- [Task brief]:
Change "Annotation task" to "Labeling task" in the part of the records below that opens with the line containing "umbrella in the image above." and closes with the line containing "xmin=2 ymin=374 xmax=860 ymax=643". Give back only those lines, with nothing else altered.

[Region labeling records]

↓↓↓

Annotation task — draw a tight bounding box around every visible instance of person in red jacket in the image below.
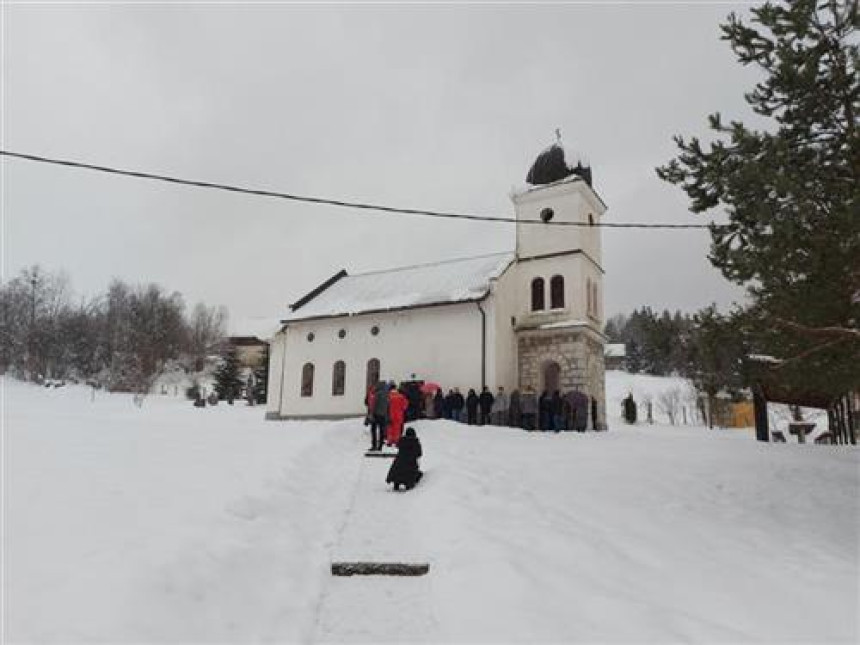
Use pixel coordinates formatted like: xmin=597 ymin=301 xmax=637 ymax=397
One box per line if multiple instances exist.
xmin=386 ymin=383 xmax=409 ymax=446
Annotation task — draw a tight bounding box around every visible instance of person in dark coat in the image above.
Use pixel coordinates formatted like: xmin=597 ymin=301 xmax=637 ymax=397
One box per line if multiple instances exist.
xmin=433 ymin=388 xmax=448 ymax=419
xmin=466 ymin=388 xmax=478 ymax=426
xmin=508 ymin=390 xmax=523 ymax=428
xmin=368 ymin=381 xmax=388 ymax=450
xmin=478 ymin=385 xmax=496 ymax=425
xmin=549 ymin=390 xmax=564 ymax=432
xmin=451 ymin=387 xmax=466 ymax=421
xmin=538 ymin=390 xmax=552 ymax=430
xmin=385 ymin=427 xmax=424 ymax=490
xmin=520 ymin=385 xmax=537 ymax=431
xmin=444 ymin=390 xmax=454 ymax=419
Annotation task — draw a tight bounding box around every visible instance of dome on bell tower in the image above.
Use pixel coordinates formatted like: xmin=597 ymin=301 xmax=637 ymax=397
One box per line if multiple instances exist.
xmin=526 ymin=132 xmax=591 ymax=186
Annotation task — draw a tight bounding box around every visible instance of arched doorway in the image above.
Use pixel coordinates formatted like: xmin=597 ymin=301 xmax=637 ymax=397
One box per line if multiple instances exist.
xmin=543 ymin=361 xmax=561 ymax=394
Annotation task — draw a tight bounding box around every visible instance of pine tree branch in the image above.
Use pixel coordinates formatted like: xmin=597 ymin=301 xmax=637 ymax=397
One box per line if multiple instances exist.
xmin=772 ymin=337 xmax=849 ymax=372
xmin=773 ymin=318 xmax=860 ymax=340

↑↑↑
↓↓↓

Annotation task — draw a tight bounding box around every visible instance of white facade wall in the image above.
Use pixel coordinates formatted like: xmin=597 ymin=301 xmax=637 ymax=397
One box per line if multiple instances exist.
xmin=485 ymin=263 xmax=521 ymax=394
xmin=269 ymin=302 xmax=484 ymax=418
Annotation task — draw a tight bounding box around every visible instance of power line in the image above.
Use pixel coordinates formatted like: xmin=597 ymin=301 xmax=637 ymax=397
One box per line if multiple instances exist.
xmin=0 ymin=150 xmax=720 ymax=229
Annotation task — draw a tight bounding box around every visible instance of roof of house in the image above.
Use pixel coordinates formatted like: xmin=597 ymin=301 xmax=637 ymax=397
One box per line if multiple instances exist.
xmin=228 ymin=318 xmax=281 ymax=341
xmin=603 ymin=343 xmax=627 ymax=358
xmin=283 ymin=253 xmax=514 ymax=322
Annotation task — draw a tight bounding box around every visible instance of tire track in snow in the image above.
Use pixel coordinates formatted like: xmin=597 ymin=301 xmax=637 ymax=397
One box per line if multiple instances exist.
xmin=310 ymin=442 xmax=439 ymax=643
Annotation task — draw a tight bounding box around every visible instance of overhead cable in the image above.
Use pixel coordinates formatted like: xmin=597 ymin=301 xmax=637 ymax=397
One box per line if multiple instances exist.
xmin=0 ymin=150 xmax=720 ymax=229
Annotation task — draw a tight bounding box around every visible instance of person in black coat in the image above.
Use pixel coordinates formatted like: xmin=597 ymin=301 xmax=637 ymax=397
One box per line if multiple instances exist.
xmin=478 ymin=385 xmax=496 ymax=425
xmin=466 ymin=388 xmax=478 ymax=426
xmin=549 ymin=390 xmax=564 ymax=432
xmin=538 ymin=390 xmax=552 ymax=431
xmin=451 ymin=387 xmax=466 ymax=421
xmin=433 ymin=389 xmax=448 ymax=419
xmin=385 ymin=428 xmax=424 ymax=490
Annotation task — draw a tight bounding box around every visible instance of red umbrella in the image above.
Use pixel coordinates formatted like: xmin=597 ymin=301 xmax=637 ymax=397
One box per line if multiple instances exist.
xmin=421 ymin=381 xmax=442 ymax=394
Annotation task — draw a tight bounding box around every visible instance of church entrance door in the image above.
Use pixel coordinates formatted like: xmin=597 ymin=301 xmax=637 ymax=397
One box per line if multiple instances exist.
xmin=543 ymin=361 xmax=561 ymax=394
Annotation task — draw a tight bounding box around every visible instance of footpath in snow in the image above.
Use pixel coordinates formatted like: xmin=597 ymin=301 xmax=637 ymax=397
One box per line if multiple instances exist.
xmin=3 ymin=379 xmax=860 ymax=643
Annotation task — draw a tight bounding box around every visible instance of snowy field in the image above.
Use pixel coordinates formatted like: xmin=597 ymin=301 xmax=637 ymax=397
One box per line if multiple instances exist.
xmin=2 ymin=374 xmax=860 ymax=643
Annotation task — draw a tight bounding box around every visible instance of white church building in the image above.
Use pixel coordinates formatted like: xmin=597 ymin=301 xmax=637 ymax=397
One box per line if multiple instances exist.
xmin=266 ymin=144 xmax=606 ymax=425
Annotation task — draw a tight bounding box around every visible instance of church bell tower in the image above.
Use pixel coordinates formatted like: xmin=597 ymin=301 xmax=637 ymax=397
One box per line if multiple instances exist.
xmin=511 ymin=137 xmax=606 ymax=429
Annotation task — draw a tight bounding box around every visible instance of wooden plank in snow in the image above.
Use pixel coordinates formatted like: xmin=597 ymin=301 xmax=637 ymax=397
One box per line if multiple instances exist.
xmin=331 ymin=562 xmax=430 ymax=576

↑↑↑

- [Worked answer]:
Labeling task — draw a tight bounding box around every visible instance of red umbrella in the image above.
Use pixel coordinates formatted like: xmin=597 ymin=301 xmax=637 ymax=397
One box per line if multiple instances exist.
xmin=421 ymin=381 xmax=442 ymax=394
Labeling task — draw a tight bounding box around every visible instance of church entrance door in the image above.
Use pixel coordinates formatted like: xmin=597 ymin=301 xmax=637 ymax=397
One box per line if multiple instances exist.
xmin=543 ymin=361 xmax=561 ymax=394
Labeling task — draw a tight bounding box around every visible instance of footpath in snow in the image above.
Use pixel coordinates formatted like: xmin=597 ymin=301 xmax=637 ymax=397
One box per line if multiple instances exist.
xmin=3 ymin=379 xmax=860 ymax=643
Labeling task — draw a tight bounding box around every visible instance of snowy field in the image above.
Use pixel coordinates formatted like: xmin=597 ymin=301 xmax=637 ymax=397
One box per line if multiple instances exist.
xmin=2 ymin=374 xmax=860 ymax=643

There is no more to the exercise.